• _PROBLEM_
Count the lines in the records below that contain the string "detect", and give only that number.

— BEGIN MATERIAL SHOWN —

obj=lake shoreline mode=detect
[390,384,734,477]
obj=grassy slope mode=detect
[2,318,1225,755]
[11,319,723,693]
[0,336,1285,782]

— END MATERIAL SHOWN —

• _REPLY_
2